■ **Exercise goal**
The required output consists solely of the lines from the line containing "of the floral" through the end of the records, copied exactly.

○ ○ ○

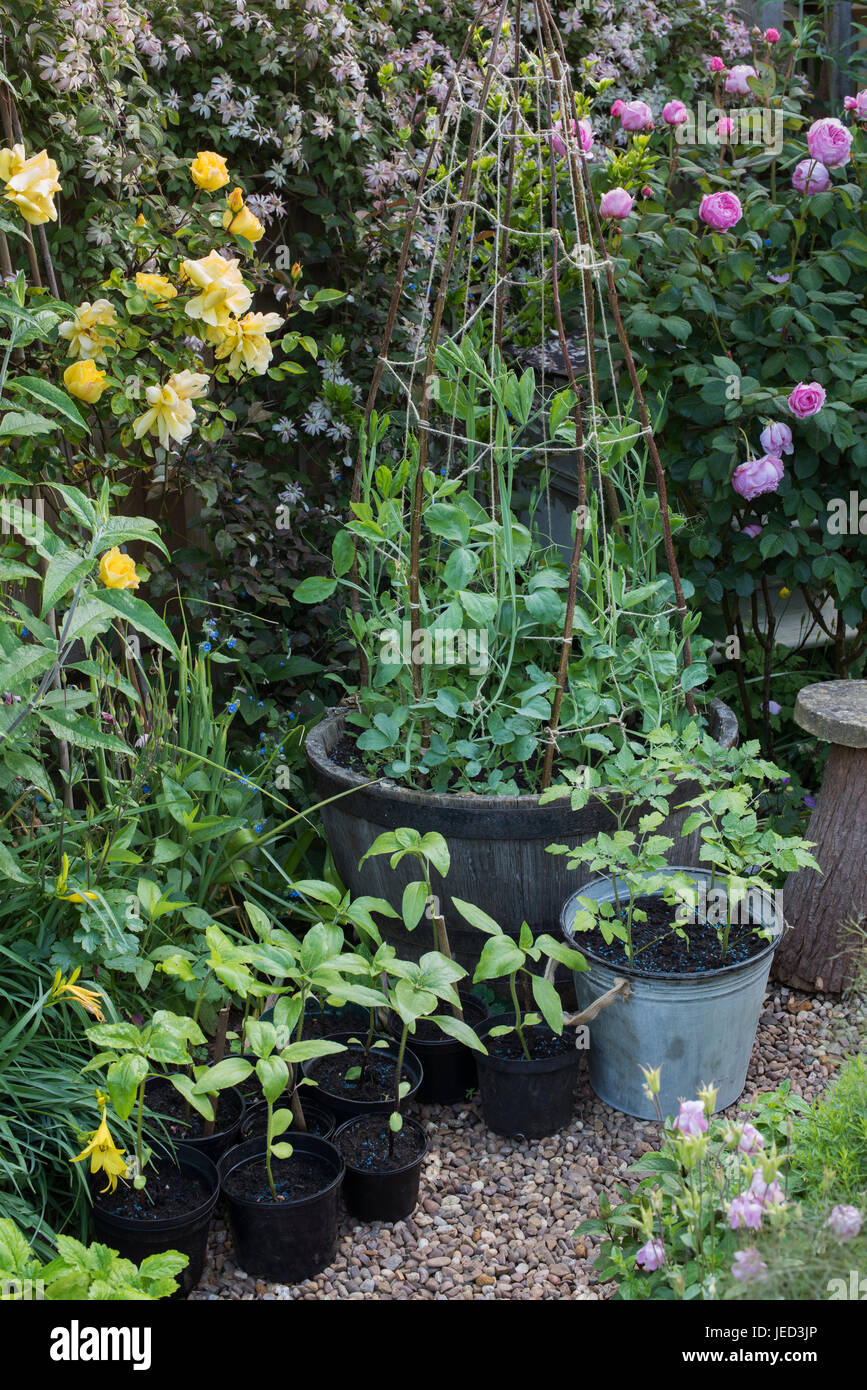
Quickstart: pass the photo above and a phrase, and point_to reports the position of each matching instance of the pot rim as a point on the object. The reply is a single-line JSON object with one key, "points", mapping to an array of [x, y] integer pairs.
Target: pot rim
{"points": [[382, 1172], [669, 976], [259, 1153]]}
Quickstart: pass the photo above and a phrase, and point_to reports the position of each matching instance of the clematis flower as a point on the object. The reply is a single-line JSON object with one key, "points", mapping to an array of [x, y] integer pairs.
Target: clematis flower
{"points": [[223, 291], [103, 1153], [757, 476], [86, 332], [245, 342], [85, 381], [170, 412], [29, 184]]}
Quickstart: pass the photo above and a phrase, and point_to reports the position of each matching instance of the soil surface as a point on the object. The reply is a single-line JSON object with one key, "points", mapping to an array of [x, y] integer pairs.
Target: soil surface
{"points": [[168, 1193], [296, 1178], [366, 1146], [659, 950], [377, 1083], [164, 1100], [541, 1041]]}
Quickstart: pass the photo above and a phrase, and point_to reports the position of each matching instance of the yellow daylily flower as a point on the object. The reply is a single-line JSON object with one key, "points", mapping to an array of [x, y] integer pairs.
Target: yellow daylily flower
{"points": [[209, 171], [29, 184], [170, 413], [85, 380], [86, 332], [103, 1153], [117, 570]]}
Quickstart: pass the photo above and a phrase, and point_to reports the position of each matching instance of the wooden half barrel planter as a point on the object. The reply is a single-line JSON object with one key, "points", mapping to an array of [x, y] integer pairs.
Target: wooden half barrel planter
{"points": [[498, 844]]}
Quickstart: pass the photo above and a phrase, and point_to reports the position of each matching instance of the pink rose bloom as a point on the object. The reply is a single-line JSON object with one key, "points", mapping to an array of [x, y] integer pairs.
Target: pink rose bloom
{"points": [[692, 1119], [844, 1222], [745, 1211], [806, 399], [810, 177], [777, 439], [674, 113], [750, 1140], [830, 141], [721, 210], [637, 116], [749, 1265], [857, 104], [616, 203], [738, 77], [757, 476], [652, 1255]]}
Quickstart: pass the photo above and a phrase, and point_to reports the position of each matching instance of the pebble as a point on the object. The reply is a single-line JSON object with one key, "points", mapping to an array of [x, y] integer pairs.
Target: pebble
{"points": [[496, 1216]]}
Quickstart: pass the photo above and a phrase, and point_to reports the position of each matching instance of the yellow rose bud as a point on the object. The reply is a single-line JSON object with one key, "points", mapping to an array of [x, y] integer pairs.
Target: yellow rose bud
{"points": [[117, 571], [85, 380], [156, 287], [245, 224], [209, 171]]}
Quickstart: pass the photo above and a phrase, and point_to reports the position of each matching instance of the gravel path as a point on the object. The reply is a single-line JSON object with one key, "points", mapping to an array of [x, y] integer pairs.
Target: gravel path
{"points": [[496, 1215]]}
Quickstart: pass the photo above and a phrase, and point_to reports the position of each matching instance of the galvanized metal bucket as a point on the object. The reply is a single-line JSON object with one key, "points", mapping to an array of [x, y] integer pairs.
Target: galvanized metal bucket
{"points": [[698, 1027]]}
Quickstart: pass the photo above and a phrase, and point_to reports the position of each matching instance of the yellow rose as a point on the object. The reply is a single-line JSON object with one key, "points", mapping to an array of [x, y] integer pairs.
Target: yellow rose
{"points": [[85, 332], [209, 171], [224, 292], [156, 287], [245, 224], [85, 380], [170, 413], [117, 571], [29, 184]]}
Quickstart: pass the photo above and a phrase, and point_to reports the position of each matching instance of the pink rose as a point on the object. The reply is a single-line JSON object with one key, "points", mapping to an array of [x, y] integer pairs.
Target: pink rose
{"points": [[757, 476], [806, 399], [675, 113], [857, 104], [637, 116], [616, 203], [721, 210], [810, 177], [830, 142], [777, 439], [737, 79]]}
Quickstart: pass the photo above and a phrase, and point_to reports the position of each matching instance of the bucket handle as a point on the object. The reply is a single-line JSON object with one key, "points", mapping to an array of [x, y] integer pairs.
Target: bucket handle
{"points": [[621, 988]]}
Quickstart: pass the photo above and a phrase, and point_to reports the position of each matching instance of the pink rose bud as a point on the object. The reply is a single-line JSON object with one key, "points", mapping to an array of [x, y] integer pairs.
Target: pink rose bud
{"points": [[675, 113], [830, 142], [652, 1255], [637, 116], [810, 177], [616, 203], [737, 79], [806, 399], [721, 210], [757, 476], [844, 1222]]}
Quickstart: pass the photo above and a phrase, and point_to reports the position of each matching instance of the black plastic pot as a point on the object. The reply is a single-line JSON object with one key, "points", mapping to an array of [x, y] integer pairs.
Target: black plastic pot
{"points": [[342, 1107], [449, 1066], [527, 1098], [382, 1196], [288, 1240], [229, 1115], [138, 1237], [318, 1119]]}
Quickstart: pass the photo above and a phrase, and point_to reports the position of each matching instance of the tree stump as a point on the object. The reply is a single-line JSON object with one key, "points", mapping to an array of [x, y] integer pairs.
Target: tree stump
{"points": [[820, 951]]}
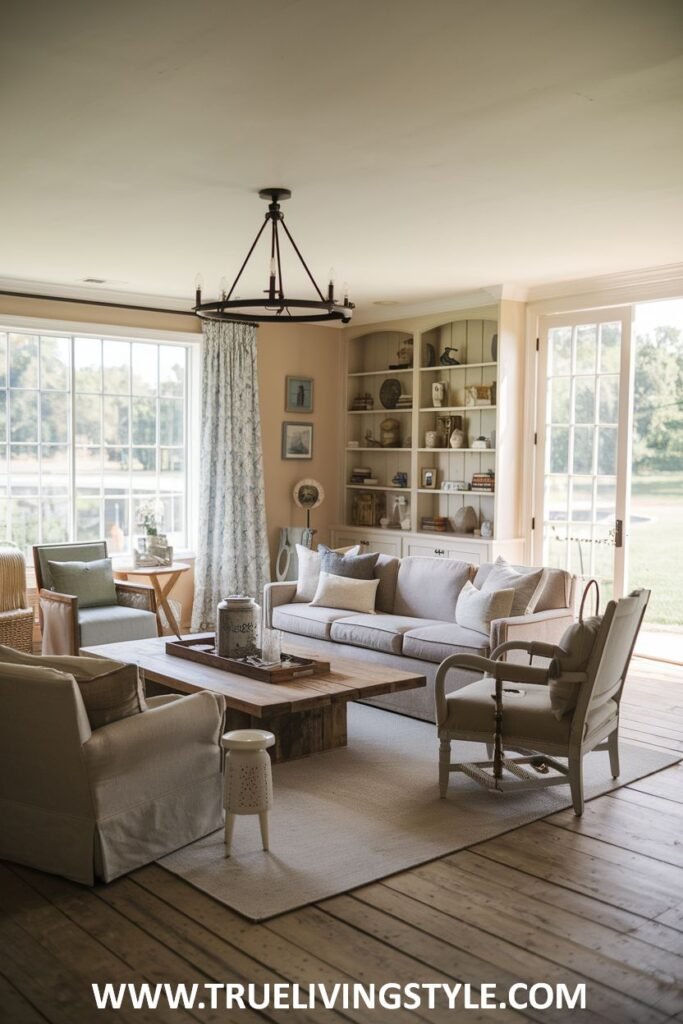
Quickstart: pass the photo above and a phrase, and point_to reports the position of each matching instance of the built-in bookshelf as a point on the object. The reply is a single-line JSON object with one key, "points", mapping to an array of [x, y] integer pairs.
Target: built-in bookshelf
{"points": [[395, 422]]}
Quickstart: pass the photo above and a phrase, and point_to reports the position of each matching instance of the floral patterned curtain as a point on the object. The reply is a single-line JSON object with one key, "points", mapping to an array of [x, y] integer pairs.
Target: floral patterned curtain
{"points": [[232, 548]]}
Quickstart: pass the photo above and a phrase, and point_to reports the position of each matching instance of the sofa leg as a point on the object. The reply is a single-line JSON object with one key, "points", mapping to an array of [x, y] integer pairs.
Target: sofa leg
{"points": [[612, 749], [577, 784], [443, 766]]}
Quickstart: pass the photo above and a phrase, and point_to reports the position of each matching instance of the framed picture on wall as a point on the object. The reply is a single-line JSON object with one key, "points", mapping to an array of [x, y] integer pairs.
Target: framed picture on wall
{"points": [[297, 440], [298, 394]]}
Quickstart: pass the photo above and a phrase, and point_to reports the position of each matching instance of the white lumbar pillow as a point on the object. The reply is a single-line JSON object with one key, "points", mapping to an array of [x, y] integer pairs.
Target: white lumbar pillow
{"points": [[342, 592], [309, 570], [476, 609]]}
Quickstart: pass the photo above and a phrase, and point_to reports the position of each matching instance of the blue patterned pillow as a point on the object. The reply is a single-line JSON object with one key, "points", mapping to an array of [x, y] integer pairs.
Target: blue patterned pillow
{"points": [[352, 566]]}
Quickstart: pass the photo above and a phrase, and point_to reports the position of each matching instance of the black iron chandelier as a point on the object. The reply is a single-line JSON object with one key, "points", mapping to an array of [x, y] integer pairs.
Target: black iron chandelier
{"points": [[276, 307]]}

○ ○ ○

■ **Task response**
Quickstart: pass the photo above and a phrase, and point_to reports the position of each matching instance of the floral patterned curtain as a point on the object. The reply is a single-line JSON object with one key, "points", mapping to an array of [x, y] integer pairs.
Target: floral patterned curtain
{"points": [[232, 548]]}
Quickstart: pass the photo above and a phrase, and point_to reports the position of each matching instance of the sofa leg as a point on the object. The reply is a single-line JSON object with one key, "points", mapping to an array of [x, y] integer pairs.
Target: sofa leg
{"points": [[612, 749], [577, 784], [443, 766]]}
Quickstart: pass the photo above and a phrase, and point_to reports the position of each matching instance of the framed picture on wall as a point on the object. The reply is a single-line JSON object with one key, "points", mapping to an array of [x, y] integer pairs.
Target: framed picture on wall
{"points": [[297, 440], [298, 394]]}
Quickstart: pass the photo above and a phrase, and point_to reports the position of each matching instance of the white lumbar pillow as a point on the object. The reply is a single-line JSON object with one key, "points", mapping to an array of [x, y] integer pairs.
Target: white lumbar pillow
{"points": [[342, 592], [309, 570], [476, 609]]}
Quickstart: pass the photo above and a phrase, and point_to reports the position of each matching instance of the blue patterned pillow as a point on the object. The reply is a single-line JSON object with one key, "points", mapping to an array of [x, y] integer pairs.
Target: blue patterned pillow
{"points": [[352, 566]]}
Quickstart: pass the photo above and a phrase, and point_to reports the position of each matching instance of the black iron chandelier as a point on the object. The reply is a single-line JSON object with one key, "points", mapping to an array of [x, y] integer pairs.
Target: black iron chandelier
{"points": [[276, 307]]}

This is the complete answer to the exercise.